> TASK GOAL:
A word-for-word reproduction of the data below is needed, with no pictures in it.
***** INFORMATION SUPPLIED
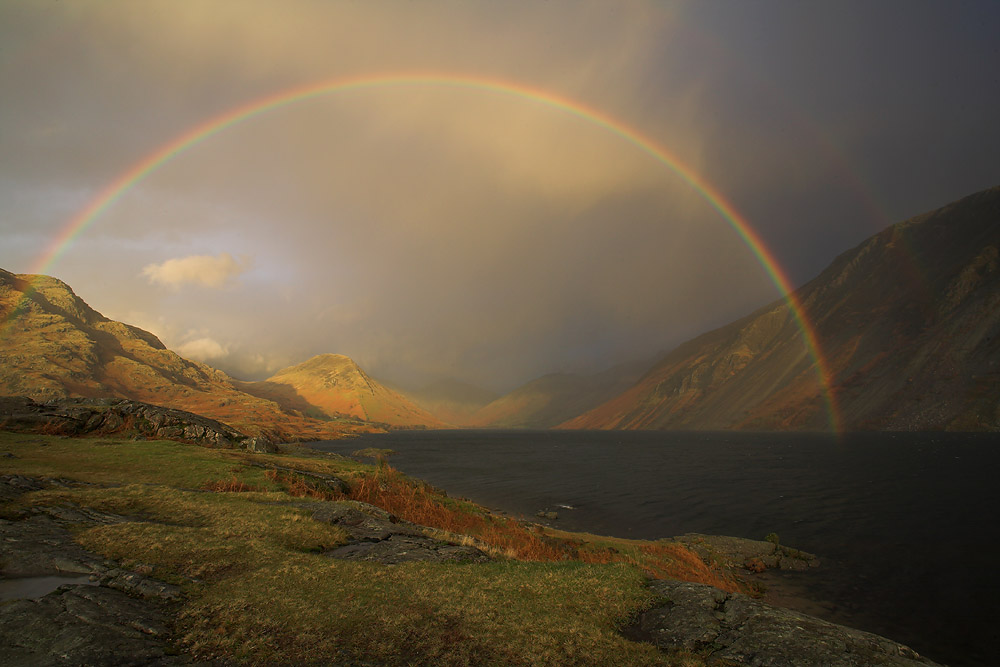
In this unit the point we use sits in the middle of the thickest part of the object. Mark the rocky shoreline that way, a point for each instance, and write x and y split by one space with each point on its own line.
124 616
121 418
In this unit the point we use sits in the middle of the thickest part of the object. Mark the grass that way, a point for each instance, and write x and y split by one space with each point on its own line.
258 590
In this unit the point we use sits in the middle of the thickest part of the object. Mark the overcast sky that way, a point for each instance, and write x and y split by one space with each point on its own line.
437 232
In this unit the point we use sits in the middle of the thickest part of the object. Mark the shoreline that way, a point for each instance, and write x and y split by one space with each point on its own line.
95 525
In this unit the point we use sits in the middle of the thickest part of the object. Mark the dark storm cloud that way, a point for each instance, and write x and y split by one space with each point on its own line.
447 232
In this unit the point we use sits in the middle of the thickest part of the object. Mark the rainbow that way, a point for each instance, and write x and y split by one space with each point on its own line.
114 191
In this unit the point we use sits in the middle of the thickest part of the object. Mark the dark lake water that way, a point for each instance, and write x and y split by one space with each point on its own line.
907 525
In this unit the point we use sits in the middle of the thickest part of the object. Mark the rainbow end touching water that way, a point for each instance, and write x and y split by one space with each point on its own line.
111 193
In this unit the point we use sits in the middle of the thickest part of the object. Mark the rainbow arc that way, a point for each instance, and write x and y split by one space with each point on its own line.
242 114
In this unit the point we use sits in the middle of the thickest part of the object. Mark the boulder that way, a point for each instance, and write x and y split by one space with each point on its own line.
735 629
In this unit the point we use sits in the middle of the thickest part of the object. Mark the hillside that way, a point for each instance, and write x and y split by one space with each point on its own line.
451 401
333 385
53 345
554 398
908 321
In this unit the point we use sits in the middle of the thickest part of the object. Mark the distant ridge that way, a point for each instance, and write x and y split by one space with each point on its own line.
336 386
57 347
909 322
554 398
451 401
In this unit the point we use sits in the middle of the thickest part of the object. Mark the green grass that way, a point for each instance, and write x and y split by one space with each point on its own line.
259 592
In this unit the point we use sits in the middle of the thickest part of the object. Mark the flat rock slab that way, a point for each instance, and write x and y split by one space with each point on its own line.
734 629
83 625
378 536
405 549
118 619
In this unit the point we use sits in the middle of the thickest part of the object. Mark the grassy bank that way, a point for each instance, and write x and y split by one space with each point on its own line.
239 539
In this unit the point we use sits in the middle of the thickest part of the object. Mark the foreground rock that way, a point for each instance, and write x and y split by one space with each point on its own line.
378 536
735 629
122 418
117 617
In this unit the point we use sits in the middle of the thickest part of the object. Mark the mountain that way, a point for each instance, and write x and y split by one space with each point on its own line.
334 386
451 401
909 324
554 398
53 346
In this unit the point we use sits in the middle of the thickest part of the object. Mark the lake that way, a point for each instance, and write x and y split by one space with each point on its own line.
907 525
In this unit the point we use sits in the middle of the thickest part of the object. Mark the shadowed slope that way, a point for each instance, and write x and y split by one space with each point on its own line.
551 399
909 321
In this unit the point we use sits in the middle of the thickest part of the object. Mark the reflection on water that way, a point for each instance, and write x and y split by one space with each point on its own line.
905 524
32 588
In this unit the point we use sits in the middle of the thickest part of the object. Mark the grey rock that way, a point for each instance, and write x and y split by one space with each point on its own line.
406 549
734 629
84 625
364 522
378 536
331 483
754 555
122 417
119 621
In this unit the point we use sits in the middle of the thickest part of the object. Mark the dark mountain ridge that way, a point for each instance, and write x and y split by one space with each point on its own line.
907 321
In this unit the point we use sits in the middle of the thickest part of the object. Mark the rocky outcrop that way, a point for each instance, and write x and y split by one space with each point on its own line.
**********
> WRITTEN REPLY:
In this unit the point we use sits in the middle of the thickest part of the object. Mark the rocky shoreline that way, a point for each instance, and write x and y split by one space with each point on its own line.
124 616
121 418
In this unit the point we use sits in the middle of the thickest part of the object. Mark the grass that way, a point for each instance, and write x and y split by one space with each point on its own line.
258 590
In this unit the point we use sits in the middle of the thickest part of the object. Mark the overcast sky that way, a point for each instance, and write x and y split by one space with each point on its own line.
437 232
In this unit the point we use sits in the middle of the thickest part of the object. Mark the shoreline that way, a point for each instance, and write x and y split by one space with each point on its own line.
95 525
In this unit the point we use sits in the middle of the thickest part of the object. Mark the dark storm cloud that way, a point for each instance, and write x and y split by one space with each point on its own line.
447 232
In this unit the point we use sits in the middle of the thickest part of the object. Mark the rainbow that way, a point for each instance, and write x and y split by one space with each point on its own line.
114 191
In this unit the point we use sits in the middle of the thickest part of the object. Mark the dark lake water that way, a point for each instance, and write x and y split by one space with each point on its own line.
907 525
In this unit the point we use sits in the middle of the thickest part of the object. Mark the rainbow end touching water that way, a point for each instance, and write x and y split by one space with each point on its own line.
111 193
In this unit the point we use sits in the middle of the thickest part of the object. Mark the rainbow arc that way, a point for each instance, and write x and y split by one space with each point on its own line.
242 114
In this unit the point we use sits in the middle of the thickest part of the object. Mark the boulder that way, a point for each instance, and write x and y split by one space with each point on its own line.
735 629
In this unit the point we use sits in the middle of the thickest part of the object. Mark the hillside that way, a point for each instance, and write x and y split by one space with each point on its own line.
451 401
333 385
53 345
554 398
908 321
In this unit the point we use sits in the middle of the thickest part of the object. Mark the distant ridge that way, a point for each instance, and write x and y split by one space with each point on its own line.
336 386
57 347
909 322
554 398
451 401
In this unit the point we use sits in the middle of the thickest part of the object. Mark the green grass that way, a point for each instance, and write x and y split by one space with each point on its own line.
259 592
In this unit the point we use sits in the middle of the thickest part of the object. Mark the flat rock slab that way, a point for each instance, and write x and y split by one space with each point on its own line.
734 629
83 625
378 536
405 549
118 619
In this unit the point we use sits in the middle of the thickest part of the object. Mark the grassy bank that way, a point for each instance, and write x and y split by one space with each point on its own line.
239 539
In this unit the point we use sits in the middle of the thickest part of the object. Mark the foreground rock that way, a point for each instance, and write x and y split by one space with each point on its own line.
378 536
735 629
122 418
117 617
In this unit the point we use sits in the middle of the thickest part of the object. Mark the mountain that way, a point for each instance, and write x and y split by one space with each point on its own line.
334 386
451 401
909 324
554 398
53 346
In this unit the point we use sits in the middle of the thickest part of the object. Mark the lake that way, a point for each instance, and write x and y split by one space with each point on its own line.
907 525
In this unit the point we use sits in the middle of the thickest part of the object. Mark the shadowed slope that way, a point for each instance, and write x and y split by one space with each point on its own line.
551 399
909 321
In this unit the point we use sits in the middle of the thickest part of the object. Mark the reflection on water that way, a point for each instance, and write x and y split by one space with each point on its own line.
905 524
32 588
In this unit the point we use sits in the middle of the thickest part of the object. Mark the grey rock that way, a point for each instance, and write x and y split by one space with each point on its own line.
406 549
734 629
84 625
364 522
378 536
331 483
754 555
122 417
119 621
In this unit the point we use sits in the middle of the thickest part of the object. Mark the dark mountain ridge that way, a point for each instance, and write x and y split by one space with each point on its own line.
907 321
In this unit the point we use sits in the middle of the thickest part of the object. Mark the rocky outcrop that way, a point for each instance, and write x and y split by one space with each point on its own line.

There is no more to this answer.